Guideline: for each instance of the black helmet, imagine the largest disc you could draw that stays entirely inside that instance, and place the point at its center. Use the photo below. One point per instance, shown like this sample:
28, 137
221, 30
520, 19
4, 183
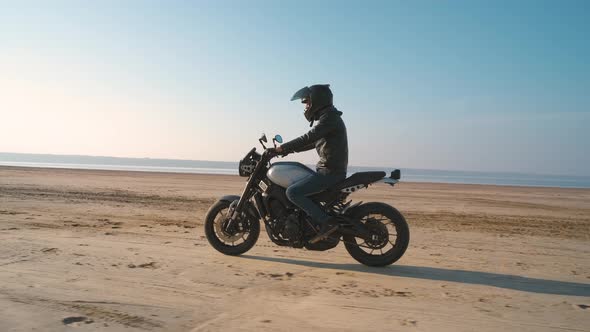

---------------

• _What you will do_: Could you rewrite the records above, putting "white helmet" wherever "black helmet" appears and changing nothing else? Leave the pictures out.

• _Result_:
Guideline: for each instance of the white helmet, imagine the largest disc you could draw that stays entirely inside that instance, and place the point at its center. Use the photo below. One point per instance, shown like this sample:
28, 137
221, 30
520, 19
4, 183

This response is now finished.